Everything from the line containing "the road edge" through the last line of the records below should be printed exactly, please, and nothing else.

*Excerpts of location labeling data*
--

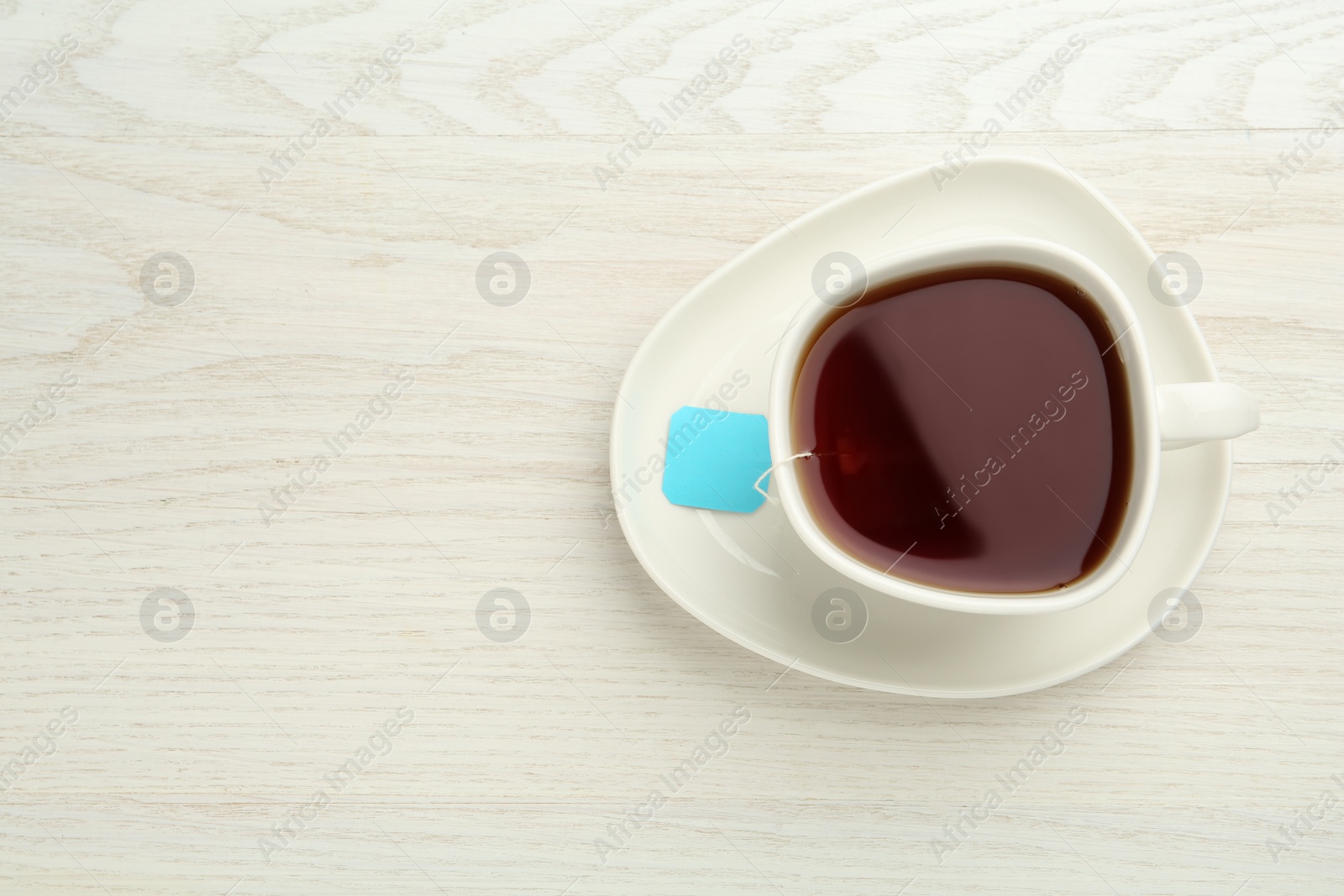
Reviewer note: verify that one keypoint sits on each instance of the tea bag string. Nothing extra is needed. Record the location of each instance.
(773, 466)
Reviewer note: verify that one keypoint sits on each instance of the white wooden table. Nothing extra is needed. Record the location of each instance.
(355, 262)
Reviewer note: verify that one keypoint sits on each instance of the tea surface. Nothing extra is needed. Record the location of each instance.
(971, 432)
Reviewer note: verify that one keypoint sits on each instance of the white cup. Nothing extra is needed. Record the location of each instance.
(1164, 418)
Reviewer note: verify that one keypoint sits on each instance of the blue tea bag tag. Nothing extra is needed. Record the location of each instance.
(714, 459)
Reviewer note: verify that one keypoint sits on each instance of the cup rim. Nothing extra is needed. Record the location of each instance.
(1008, 251)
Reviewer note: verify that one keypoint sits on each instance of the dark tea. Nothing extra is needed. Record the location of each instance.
(971, 432)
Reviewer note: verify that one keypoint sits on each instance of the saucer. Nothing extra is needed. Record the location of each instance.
(752, 579)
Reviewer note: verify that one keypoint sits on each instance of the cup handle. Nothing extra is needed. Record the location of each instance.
(1194, 412)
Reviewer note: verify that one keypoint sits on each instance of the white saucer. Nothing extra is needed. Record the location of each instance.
(749, 577)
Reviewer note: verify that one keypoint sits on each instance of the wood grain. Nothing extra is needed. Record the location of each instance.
(360, 264)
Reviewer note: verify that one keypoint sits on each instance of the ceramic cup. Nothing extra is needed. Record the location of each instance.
(1164, 417)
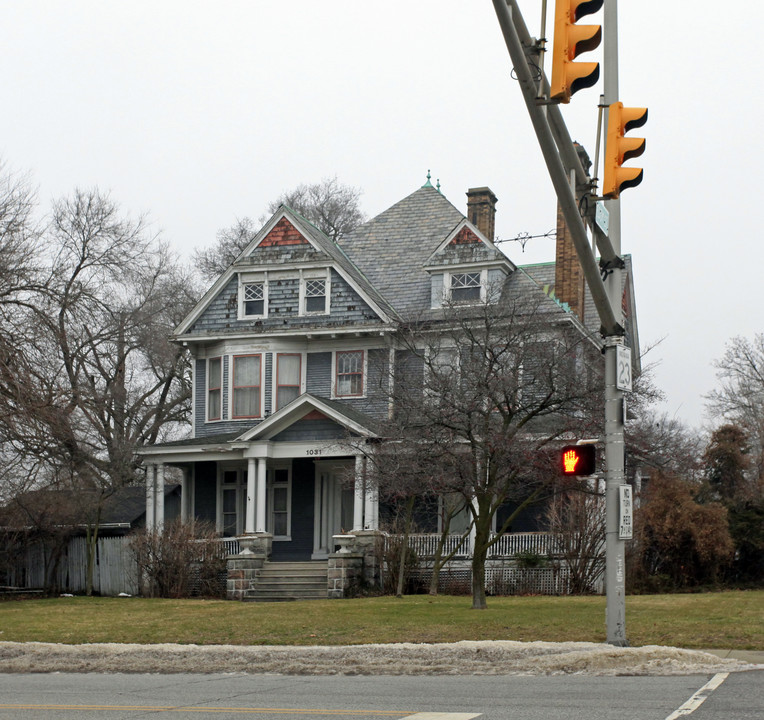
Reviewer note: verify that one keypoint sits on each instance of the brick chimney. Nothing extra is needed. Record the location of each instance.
(569, 281)
(481, 210)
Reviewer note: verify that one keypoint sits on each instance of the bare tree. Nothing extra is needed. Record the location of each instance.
(87, 373)
(481, 394)
(740, 396)
(332, 207)
(576, 519)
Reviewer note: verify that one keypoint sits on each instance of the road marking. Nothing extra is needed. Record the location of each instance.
(699, 697)
(443, 716)
(202, 708)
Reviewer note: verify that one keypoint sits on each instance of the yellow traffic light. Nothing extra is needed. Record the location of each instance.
(618, 149)
(569, 41)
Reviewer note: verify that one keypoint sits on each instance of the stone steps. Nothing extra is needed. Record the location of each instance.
(281, 581)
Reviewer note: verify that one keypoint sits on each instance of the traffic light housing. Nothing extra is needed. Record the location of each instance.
(618, 149)
(569, 41)
(578, 460)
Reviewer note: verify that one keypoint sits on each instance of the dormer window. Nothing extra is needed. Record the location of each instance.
(254, 299)
(466, 287)
(315, 296)
(314, 292)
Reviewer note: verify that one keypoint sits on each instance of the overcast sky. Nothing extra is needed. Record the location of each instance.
(199, 113)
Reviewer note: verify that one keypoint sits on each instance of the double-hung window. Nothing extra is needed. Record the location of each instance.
(214, 388)
(349, 373)
(466, 287)
(246, 386)
(288, 378)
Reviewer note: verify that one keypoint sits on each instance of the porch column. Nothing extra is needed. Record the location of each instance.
(160, 498)
(358, 493)
(185, 488)
(473, 531)
(249, 515)
(261, 476)
(150, 497)
(371, 510)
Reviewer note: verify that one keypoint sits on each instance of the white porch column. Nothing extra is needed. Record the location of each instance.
(358, 489)
(473, 533)
(159, 501)
(261, 477)
(185, 489)
(371, 509)
(150, 497)
(249, 515)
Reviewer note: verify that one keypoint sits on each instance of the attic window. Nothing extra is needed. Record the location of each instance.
(315, 296)
(253, 299)
(465, 287)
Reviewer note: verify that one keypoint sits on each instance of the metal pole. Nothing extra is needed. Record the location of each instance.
(615, 566)
(556, 168)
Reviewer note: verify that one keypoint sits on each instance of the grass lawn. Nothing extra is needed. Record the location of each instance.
(733, 619)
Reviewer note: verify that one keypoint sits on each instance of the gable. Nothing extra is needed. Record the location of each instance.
(283, 233)
(465, 236)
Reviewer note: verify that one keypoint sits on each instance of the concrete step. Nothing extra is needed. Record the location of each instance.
(281, 581)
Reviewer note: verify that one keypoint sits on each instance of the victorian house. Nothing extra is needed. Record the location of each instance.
(292, 356)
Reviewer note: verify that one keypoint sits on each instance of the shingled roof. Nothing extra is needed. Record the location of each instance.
(392, 249)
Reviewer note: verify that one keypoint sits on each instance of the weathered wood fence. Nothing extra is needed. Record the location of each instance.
(115, 569)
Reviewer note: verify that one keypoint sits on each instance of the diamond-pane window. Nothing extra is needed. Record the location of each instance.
(315, 296)
(254, 298)
(465, 287)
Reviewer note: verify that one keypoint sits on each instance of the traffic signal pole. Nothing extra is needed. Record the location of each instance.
(615, 561)
(558, 151)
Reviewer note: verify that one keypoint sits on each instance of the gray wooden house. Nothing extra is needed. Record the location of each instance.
(291, 363)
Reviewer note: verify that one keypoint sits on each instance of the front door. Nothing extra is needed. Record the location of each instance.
(333, 504)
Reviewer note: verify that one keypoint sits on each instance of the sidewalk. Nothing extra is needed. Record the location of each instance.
(755, 657)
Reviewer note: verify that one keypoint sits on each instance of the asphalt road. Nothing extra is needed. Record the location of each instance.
(739, 696)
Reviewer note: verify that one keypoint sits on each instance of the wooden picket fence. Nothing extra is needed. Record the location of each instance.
(115, 570)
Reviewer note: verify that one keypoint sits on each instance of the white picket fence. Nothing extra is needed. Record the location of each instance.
(508, 545)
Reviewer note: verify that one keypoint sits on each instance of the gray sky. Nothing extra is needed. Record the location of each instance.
(199, 113)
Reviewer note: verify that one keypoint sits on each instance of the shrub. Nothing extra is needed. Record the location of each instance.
(184, 559)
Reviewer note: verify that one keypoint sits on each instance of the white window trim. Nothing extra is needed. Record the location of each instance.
(271, 480)
(207, 390)
(275, 374)
(334, 395)
(246, 280)
(326, 276)
(231, 386)
(461, 271)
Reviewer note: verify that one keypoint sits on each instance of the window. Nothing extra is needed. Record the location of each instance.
(288, 373)
(465, 287)
(246, 386)
(349, 374)
(230, 499)
(214, 388)
(253, 299)
(279, 502)
(315, 295)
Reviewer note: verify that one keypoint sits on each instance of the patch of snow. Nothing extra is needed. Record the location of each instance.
(501, 657)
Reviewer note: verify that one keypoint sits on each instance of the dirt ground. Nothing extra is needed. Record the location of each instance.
(462, 658)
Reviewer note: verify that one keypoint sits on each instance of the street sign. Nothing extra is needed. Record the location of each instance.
(602, 217)
(623, 372)
(626, 513)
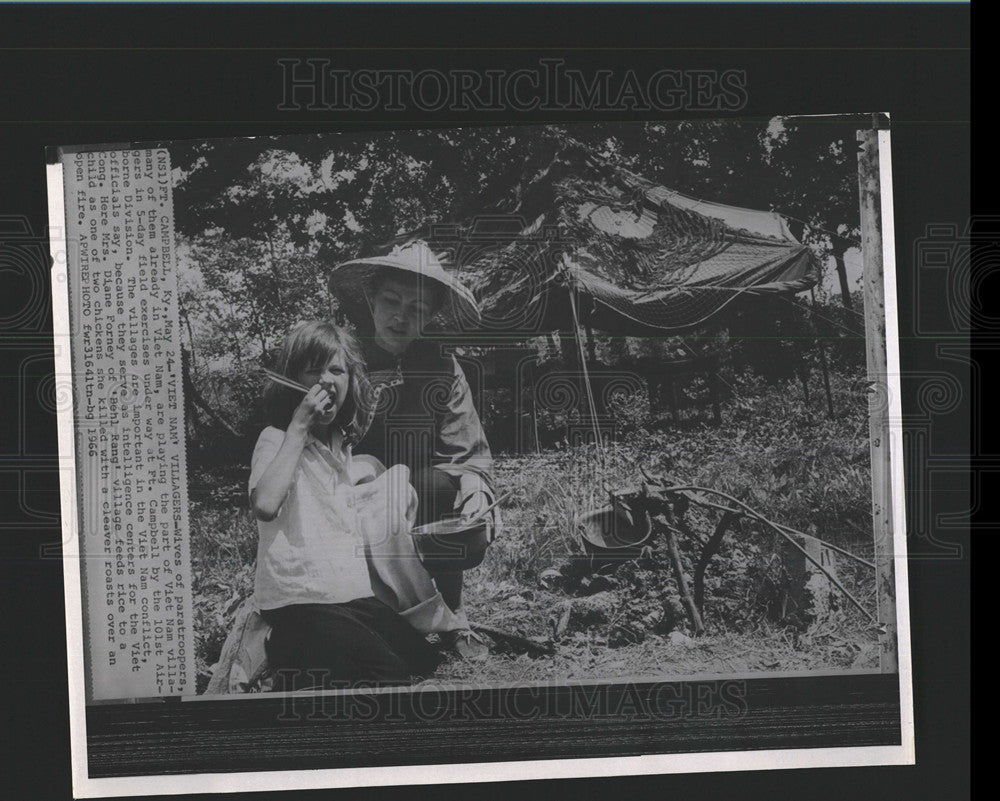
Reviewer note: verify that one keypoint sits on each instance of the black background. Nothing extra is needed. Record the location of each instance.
(79, 75)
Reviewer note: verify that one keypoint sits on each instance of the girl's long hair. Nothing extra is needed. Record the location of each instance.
(306, 345)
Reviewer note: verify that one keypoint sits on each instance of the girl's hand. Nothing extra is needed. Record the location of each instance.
(312, 407)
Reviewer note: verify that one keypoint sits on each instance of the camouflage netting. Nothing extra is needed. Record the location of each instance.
(640, 258)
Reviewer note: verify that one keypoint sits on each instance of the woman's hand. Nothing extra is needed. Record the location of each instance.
(312, 407)
(474, 505)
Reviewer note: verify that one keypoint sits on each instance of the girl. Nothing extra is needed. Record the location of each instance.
(314, 584)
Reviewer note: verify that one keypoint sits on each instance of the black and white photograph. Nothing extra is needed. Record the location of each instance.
(468, 410)
(425, 400)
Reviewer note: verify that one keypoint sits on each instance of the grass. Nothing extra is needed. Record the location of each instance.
(791, 463)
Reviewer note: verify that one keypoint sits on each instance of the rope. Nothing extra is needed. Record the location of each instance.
(752, 513)
(586, 379)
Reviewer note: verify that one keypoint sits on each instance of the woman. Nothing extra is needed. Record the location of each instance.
(425, 417)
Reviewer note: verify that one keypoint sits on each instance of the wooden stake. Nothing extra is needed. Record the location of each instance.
(871, 249)
(822, 359)
(679, 573)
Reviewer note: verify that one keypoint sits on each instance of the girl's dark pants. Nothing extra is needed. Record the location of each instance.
(361, 642)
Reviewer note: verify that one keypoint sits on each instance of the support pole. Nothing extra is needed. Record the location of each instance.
(822, 359)
(869, 196)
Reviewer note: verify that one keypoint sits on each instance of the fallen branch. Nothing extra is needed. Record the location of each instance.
(531, 646)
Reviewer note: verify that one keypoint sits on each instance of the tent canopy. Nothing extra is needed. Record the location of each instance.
(638, 258)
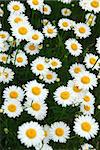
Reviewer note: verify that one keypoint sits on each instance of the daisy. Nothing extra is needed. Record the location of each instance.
(39, 66)
(50, 77)
(30, 134)
(74, 47)
(36, 37)
(65, 24)
(66, 12)
(12, 108)
(63, 96)
(31, 49)
(50, 31)
(35, 4)
(91, 61)
(76, 69)
(82, 30)
(55, 63)
(59, 132)
(13, 93)
(16, 7)
(20, 60)
(86, 80)
(86, 126)
(87, 109)
(35, 90)
(22, 31)
(36, 108)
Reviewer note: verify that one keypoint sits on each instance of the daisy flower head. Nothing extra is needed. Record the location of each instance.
(35, 4)
(63, 96)
(36, 108)
(36, 37)
(59, 132)
(82, 30)
(50, 31)
(39, 66)
(86, 126)
(86, 80)
(76, 69)
(66, 12)
(22, 31)
(30, 134)
(92, 61)
(16, 7)
(74, 47)
(31, 48)
(13, 92)
(12, 108)
(65, 24)
(36, 91)
(55, 63)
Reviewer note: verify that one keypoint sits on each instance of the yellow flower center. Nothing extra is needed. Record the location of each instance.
(59, 132)
(36, 106)
(86, 126)
(77, 70)
(17, 20)
(85, 80)
(65, 24)
(40, 67)
(12, 108)
(50, 31)
(19, 59)
(13, 94)
(31, 133)
(16, 7)
(65, 95)
(86, 107)
(35, 2)
(22, 30)
(86, 98)
(92, 60)
(95, 3)
(49, 76)
(35, 37)
(76, 89)
(32, 47)
(82, 30)
(36, 90)
(74, 46)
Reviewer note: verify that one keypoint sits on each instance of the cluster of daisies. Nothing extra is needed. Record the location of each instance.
(31, 97)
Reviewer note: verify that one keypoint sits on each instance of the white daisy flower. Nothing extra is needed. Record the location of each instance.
(30, 134)
(39, 66)
(36, 91)
(59, 132)
(86, 126)
(55, 63)
(12, 108)
(74, 47)
(36, 108)
(91, 61)
(86, 80)
(82, 30)
(66, 12)
(20, 60)
(35, 4)
(13, 92)
(63, 96)
(31, 49)
(76, 69)
(16, 7)
(50, 31)
(36, 37)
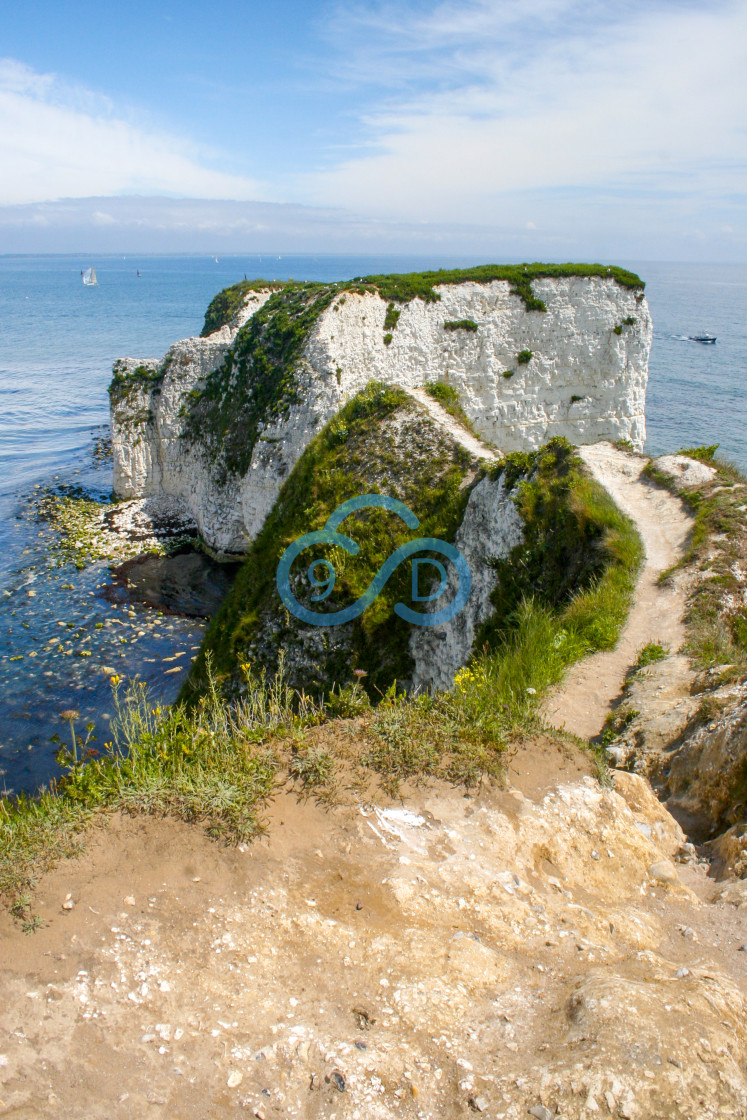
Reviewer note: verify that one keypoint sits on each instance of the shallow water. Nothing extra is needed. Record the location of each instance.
(59, 627)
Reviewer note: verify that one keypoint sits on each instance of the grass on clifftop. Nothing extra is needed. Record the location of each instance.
(216, 762)
(258, 382)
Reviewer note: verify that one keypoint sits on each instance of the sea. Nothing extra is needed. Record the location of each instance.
(59, 626)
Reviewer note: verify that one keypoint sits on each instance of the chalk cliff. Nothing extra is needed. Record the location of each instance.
(221, 422)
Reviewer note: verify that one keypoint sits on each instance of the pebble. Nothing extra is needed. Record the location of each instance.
(663, 871)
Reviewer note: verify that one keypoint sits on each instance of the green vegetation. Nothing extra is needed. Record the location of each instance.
(392, 317)
(650, 654)
(402, 288)
(360, 451)
(579, 558)
(124, 381)
(76, 521)
(448, 398)
(227, 302)
(257, 384)
(213, 765)
(216, 761)
(717, 625)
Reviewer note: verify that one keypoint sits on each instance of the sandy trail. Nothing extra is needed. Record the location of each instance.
(581, 703)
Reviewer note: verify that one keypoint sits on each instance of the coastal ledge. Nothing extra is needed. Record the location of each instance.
(220, 423)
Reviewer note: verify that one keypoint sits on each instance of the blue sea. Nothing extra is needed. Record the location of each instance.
(57, 343)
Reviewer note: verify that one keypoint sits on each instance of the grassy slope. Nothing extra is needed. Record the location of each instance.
(216, 764)
(257, 383)
(379, 442)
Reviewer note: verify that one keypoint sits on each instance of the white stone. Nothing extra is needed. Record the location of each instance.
(576, 353)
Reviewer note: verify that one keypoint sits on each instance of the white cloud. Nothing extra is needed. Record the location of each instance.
(496, 99)
(61, 141)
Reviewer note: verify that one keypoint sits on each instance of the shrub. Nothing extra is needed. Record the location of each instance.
(651, 654)
(392, 317)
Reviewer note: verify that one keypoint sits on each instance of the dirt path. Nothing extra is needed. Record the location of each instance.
(581, 703)
(379, 961)
(446, 421)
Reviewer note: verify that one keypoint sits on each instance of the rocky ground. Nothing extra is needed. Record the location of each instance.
(548, 946)
(529, 951)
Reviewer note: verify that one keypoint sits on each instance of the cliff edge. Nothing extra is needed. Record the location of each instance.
(532, 352)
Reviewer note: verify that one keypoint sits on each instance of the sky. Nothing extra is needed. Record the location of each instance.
(553, 129)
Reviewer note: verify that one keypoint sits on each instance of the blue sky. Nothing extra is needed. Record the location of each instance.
(543, 127)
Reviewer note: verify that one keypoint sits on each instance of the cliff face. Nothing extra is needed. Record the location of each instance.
(577, 370)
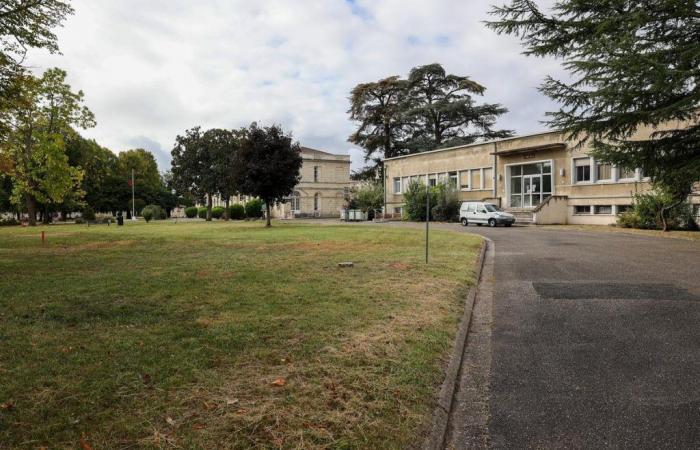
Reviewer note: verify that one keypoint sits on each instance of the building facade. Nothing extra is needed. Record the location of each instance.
(543, 178)
(325, 180)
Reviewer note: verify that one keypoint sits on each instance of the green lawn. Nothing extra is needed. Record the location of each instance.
(225, 335)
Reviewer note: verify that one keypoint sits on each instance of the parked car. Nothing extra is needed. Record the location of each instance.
(484, 213)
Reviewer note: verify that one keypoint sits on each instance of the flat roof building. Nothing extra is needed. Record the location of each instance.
(542, 178)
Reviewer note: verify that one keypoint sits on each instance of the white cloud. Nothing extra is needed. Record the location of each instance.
(152, 69)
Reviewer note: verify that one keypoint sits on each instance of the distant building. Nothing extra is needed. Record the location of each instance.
(325, 179)
(542, 178)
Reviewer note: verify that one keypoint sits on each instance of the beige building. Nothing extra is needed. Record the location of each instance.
(542, 178)
(325, 178)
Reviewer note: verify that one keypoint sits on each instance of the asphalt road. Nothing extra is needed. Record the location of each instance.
(595, 340)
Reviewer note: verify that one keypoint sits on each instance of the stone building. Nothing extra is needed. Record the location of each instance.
(325, 179)
(542, 178)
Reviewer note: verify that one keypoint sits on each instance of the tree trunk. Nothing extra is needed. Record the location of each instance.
(31, 210)
(209, 203)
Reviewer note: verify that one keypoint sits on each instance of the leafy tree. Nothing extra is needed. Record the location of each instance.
(430, 109)
(442, 112)
(378, 108)
(202, 163)
(267, 164)
(36, 144)
(24, 24)
(632, 65)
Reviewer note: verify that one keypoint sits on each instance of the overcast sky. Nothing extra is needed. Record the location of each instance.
(151, 69)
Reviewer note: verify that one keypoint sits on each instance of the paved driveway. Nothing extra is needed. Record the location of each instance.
(595, 340)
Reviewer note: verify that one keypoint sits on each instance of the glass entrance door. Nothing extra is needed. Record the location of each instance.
(532, 190)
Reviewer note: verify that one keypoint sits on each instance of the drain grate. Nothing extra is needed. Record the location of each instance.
(611, 290)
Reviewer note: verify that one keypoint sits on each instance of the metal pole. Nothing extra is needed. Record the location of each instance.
(427, 219)
(133, 197)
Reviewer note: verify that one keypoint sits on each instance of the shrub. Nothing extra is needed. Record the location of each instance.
(8, 222)
(103, 218)
(217, 212)
(369, 197)
(88, 214)
(153, 212)
(253, 208)
(646, 213)
(446, 203)
(236, 212)
(147, 214)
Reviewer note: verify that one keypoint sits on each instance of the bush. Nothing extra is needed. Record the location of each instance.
(217, 212)
(253, 208)
(8, 222)
(646, 213)
(88, 214)
(447, 203)
(153, 212)
(103, 218)
(236, 212)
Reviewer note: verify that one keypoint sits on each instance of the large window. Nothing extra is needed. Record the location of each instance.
(603, 171)
(488, 178)
(464, 179)
(476, 179)
(295, 201)
(626, 174)
(453, 179)
(603, 209)
(582, 170)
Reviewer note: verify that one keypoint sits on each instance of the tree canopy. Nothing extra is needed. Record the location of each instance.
(631, 65)
(430, 109)
(268, 164)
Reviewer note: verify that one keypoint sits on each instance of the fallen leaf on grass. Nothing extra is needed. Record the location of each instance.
(83, 443)
(279, 382)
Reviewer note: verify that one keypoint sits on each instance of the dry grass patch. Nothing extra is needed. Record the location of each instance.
(222, 335)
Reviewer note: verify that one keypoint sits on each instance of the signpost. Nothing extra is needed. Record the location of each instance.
(427, 219)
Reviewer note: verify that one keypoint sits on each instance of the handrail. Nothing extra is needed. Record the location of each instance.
(546, 202)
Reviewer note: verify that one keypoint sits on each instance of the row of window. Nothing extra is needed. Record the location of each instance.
(588, 170)
(600, 209)
(465, 180)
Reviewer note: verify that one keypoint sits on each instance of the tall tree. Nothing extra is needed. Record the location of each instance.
(442, 112)
(202, 163)
(268, 164)
(24, 24)
(378, 108)
(632, 65)
(36, 145)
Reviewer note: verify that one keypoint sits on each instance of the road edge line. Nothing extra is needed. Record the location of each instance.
(441, 414)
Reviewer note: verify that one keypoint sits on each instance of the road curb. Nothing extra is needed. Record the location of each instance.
(438, 432)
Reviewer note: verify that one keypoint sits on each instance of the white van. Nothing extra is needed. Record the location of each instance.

--

*RESULT BELOW*
Reviewer note: verify that one keypoint sits on each instance of the road edge line. Nothing extra is needed. Record the location of each instance.
(441, 414)
Reviewer note: verify that one keypoint sits on each instance of the road curb. Nothing extra is needed. Record the location of each instance.
(438, 432)
Reviewer note: verify that one keypoint sits on each instance of the white van. Nothing extra is needed. Record the location of each instance.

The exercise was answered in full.